(Source document Opens)

Marlborough has 25045 ha of horticultural land as of 2017, the second-largest area in New Zealand behind Canterbury. Wine grapes make up 23,050 hectares of that area, with sweetcorn and peas being the only other crops with more than 100 hectares of planted area.

The ripening period of wine grapes is extended by Marlborough's climate, which has a strong contrast between hot sunny days and cool nights. This results in more intense flavour and aroma characters in the wine. The first commercial vineyards were planted around Blenheim in 1973, and Marlborough subsequently grew to become New Zealand's largest and most internationally well-known wine-producing region. Due to this growth, particularly in the export market, the Marlborough wine region now produces three quarters of all New Zealand wine. The most important varietal is Sauvignon Blanc, which is recognised as world-class; wine writers Oz Clarke and George Taber have described Marlborough's Sauvignon Blanc as the best in the world. Also, important is the production of méthode traditionelle sparkling wine made from Chardonnay and Pinot Noir, which has attracted investment from large Champagne producers Mumm, Deutz, Moët & Chandon and Veuve Clicquot.

=== State security facilities ===
The New Zealand Defence Force operates RNZAF Base Woodbourne, co-located with Woodbourne Airport west of Blenheim.

The Waihopai communications monitoring facility, run by the Government Communications Security Bureau (GCSB) and part of the ECHELON network, is located in the Waihopai Valley 11 km southwest of Renwick.

== Transport ==
Marlborough is served by four state highways: State Highway 1, , State Highway 62, and State Highway 63. State Highway 1 is the main highway in the region, connecting Picton and Blenheim, and connecting the region south to Christchurch via Seddon and Kaikōura. State Highway 6 connects Blenheim and Renwick, and connects the region to Nelson and Tasman via Havelock. State Highway 63 leaves State Highway 6 at Renwick and travels via the Wairau Valley and Saint Arnaud to meet SH 6 again at Kawatiri, providing a direct route to the West Coast and bypassing Nelson. State Highway 62 is a short highway linking SH 1 at Spring Creek with SH 6 north of Renwick, providing a direct route between Picton and Nelson and bypassing Blenheim.

The Main North Line railway serves the region, running roughly parallel to State Highway 1. The first section of the line in Marlborough opened on 18 November 1875 between Blenheim and Picton. The line south of Blenheim opened to Seddon in October 1902, to Ward in April 1911, and to Wharanui in December 1915. The line finally opened across the present-day Marlborough border in October 1942 when the line was extended to Clarence. The entire line through to Christchurch opened on 15 December 1945 when the railheads met at Kaikōura. Today, the line is used by the Coastal Pacific passenger train, which operates one return journey per day during the summer months. The line is also heavily used by freight trains between Christchurch and the Cook Strait rail ferry at Picton.

(Source document Closes)

▶ _What you need to do_
Reproduce the stretch of the Marlborough passage from "Marlborough has 25045" through "of planted area." word for word. The records that come next are separate material with no connection to the Marlborough passage.

(Records supplied Opens)

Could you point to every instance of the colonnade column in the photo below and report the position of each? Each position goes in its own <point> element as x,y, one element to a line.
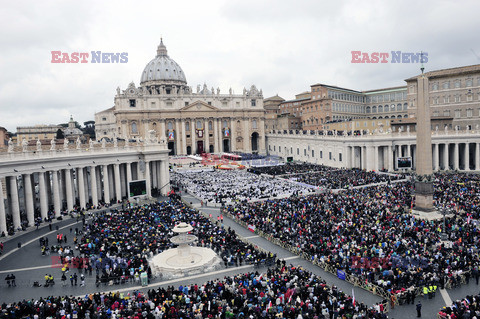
<point>28,195</point>
<point>456,154</point>
<point>215,136</point>
<point>43,195</point>
<point>3,217</point>
<point>56,194</point>
<point>69,187</point>
<point>118,185</point>
<point>15,208</point>
<point>81,187</point>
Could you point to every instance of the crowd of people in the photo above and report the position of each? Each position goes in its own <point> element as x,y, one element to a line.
<point>467,308</point>
<point>324,176</point>
<point>283,292</point>
<point>367,233</point>
<point>117,244</point>
<point>220,186</point>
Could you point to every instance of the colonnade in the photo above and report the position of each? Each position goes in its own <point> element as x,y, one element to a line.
<point>45,185</point>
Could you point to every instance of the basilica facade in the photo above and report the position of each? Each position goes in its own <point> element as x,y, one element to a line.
<point>165,107</point>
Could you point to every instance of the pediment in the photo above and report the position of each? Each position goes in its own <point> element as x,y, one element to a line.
<point>198,106</point>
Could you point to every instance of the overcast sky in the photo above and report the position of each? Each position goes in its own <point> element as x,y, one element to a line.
<point>281,46</point>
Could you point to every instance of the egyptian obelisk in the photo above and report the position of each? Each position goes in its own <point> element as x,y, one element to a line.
<point>424,180</point>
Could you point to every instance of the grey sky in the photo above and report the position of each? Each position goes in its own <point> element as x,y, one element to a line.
<point>280,46</point>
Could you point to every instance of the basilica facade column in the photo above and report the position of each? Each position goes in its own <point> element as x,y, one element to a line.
<point>456,154</point>
<point>15,205</point>
<point>148,179</point>
<point>215,136</point>
<point>81,187</point>
<point>207,136</point>
<point>106,185</point>
<point>477,156</point>
<point>233,135</point>
<point>184,139</point>
<point>3,216</point>
<point>435,157</point>
<point>93,185</point>
<point>56,194</point>
<point>118,183</point>
<point>466,156</point>
<point>43,195</point>
<point>261,137</point>
<point>192,127</point>
<point>246,136</point>
<point>69,189</point>
<point>29,200</point>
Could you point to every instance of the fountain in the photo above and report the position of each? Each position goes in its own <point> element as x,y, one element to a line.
<point>185,259</point>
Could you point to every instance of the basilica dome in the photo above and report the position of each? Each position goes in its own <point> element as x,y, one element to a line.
<point>163,69</point>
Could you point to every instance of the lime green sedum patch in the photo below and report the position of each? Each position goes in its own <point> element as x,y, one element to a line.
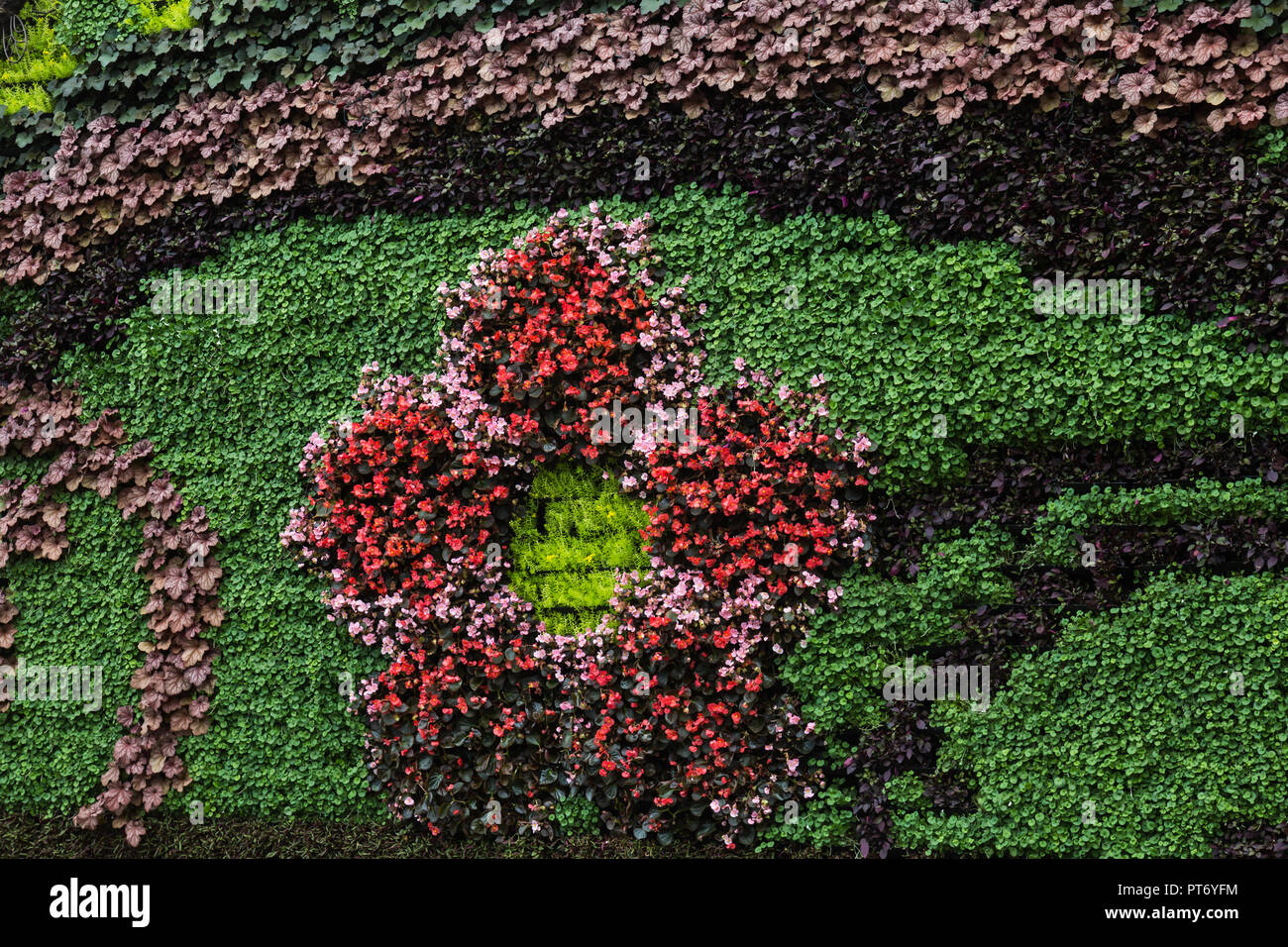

(Records supplied Closes)

▶ _Output of the task_
Marlborough has 25045 ha of horticultural land as of 2017, the second-largest area in New Zealand behind Canterbury. Wine grapes make up 23,050 hectares of that area, with sweetcorn and peas being the only other crops with more than 100 hectares of planted area.